### Directions
Copy out each line of the material below with no changes.

--- BEGIN Records provided ---

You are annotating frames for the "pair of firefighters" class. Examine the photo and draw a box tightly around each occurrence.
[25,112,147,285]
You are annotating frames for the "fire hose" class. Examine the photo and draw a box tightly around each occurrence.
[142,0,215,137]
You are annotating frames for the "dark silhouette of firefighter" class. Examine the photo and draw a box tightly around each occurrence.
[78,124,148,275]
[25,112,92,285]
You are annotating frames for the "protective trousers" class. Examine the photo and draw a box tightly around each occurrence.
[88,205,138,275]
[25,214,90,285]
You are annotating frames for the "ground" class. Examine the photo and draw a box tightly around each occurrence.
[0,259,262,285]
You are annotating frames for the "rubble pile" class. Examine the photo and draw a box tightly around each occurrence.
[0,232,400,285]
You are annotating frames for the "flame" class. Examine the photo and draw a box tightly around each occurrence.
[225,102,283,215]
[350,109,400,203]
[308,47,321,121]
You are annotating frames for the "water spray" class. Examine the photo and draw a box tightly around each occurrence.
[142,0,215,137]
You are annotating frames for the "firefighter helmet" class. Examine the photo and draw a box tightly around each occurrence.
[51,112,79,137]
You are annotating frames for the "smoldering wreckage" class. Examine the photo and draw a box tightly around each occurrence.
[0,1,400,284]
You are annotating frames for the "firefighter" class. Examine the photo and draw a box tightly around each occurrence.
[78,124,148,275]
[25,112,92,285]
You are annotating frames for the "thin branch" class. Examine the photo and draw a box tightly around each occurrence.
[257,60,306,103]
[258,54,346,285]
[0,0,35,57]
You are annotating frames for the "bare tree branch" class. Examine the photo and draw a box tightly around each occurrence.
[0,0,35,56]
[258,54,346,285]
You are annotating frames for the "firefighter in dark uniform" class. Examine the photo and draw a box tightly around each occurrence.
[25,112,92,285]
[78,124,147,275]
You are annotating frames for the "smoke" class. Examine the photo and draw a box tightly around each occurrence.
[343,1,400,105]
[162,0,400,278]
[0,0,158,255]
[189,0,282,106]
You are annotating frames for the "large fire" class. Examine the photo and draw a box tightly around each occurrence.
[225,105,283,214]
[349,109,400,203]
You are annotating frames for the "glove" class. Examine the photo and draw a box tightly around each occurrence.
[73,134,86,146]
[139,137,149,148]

--- END Records provided ---

### Correct response
You are annotating frames for the "pair of firefighters" class. Examine the photo and draw a box tightly around each occurrence.
[25,112,147,285]
You are annotating frames for the "fire hose" class. Examine the photo and draw a box tightly around each occurrence.
[142,0,215,137]
You are annotating frames for the "dark silhouette of firefighter" class. Examine the photo and draw a box tightly around each occurrence.
[78,124,148,275]
[25,112,92,285]
You are annotating frames for the "protective trousers" class. Examine the photo and draw a box tightly around each occurrence.
[88,205,138,275]
[25,214,90,285]
You are annotating frames for the "ground" class. Examine the photo and draw a box tightly around each occurrence.
[0,259,262,285]
You are annotating frames for the "rubble pile" class. Examine the photo and draw a box tightly around each occurrence.
[0,232,400,285]
You are annotating frames for the "flame" class. Examine the photo and draw a box tightly around each occurrence.
[225,102,283,215]
[350,109,400,203]
[308,47,321,121]
You are annotating frames for the "water spray" class. Examine the photo and draw a box tightly around each occurrence.
[142,0,215,137]
You are annotating frames for the "firefighter helmet" class. Examine the photo and draw a box tightly around each occurrence.
[51,112,79,137]
You are annotating frames for the "smoldering wreckage" class. Examine the photo and draw a box tightly around each occurrence.
[0,1,400,284]
You are annotating frames for the "firefighter" class. Examine the photo and draw a box tightly around each occurrence.
[78,124,148,275]
[25,112,92,285]
You are annotating frames for the "thin branch" class. Examine the photo and draw a box tightly around each occurrence.
[257,60,306,103]
[258,54,346,285]
[0,0,35,57]
You are annotating frames for the "bare tree branch" class. Examine the photo and draw a box tightly around each occurrence.
[0,0,35,56]
[258,54,346,285]
You are annotating frames for the "firefighter in dark uniform" class. Examine the photo and draw a box tightly around each occurrence.
[25,112,92,285]
[78,124,147,275]
You are annotating frames for the "smoke" class. Examine the photo and draw a box tightly around each occurrence.
[343,1,400,105]
[162,0,400,278]
[0,0,158,255]
[189,0,282,106]
You are annotating frames for the "large fire" class. Examine the photo and draw a box tightly around each occurrence.
[225,105,283,214]
[349,109,400,203]
You are annotating frames for the "glove" class. Examine the photo and draw a box tightly around each occurrence.
[73,134,86,146]
[139,137,149,148]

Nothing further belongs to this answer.